Task to complete —
Copy the records below line for line, leaving out the pictures.

Information given —
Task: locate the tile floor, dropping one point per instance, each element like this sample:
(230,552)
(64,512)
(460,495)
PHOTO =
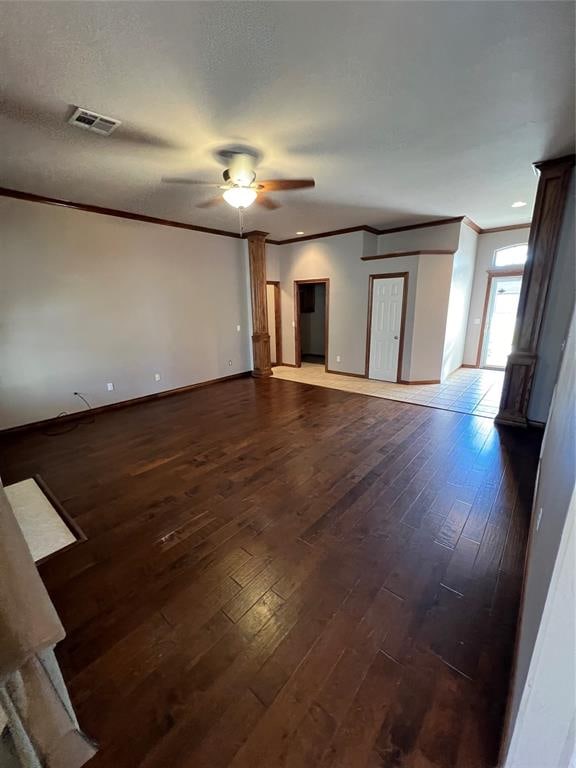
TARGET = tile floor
(467,390)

Task response —
Task: locate the tile floor, dropping one point per instance, each element like this sample:
(230,552)
(64,512)
(460,495)
PHOTO =
TARGET = tile floor
(467,390)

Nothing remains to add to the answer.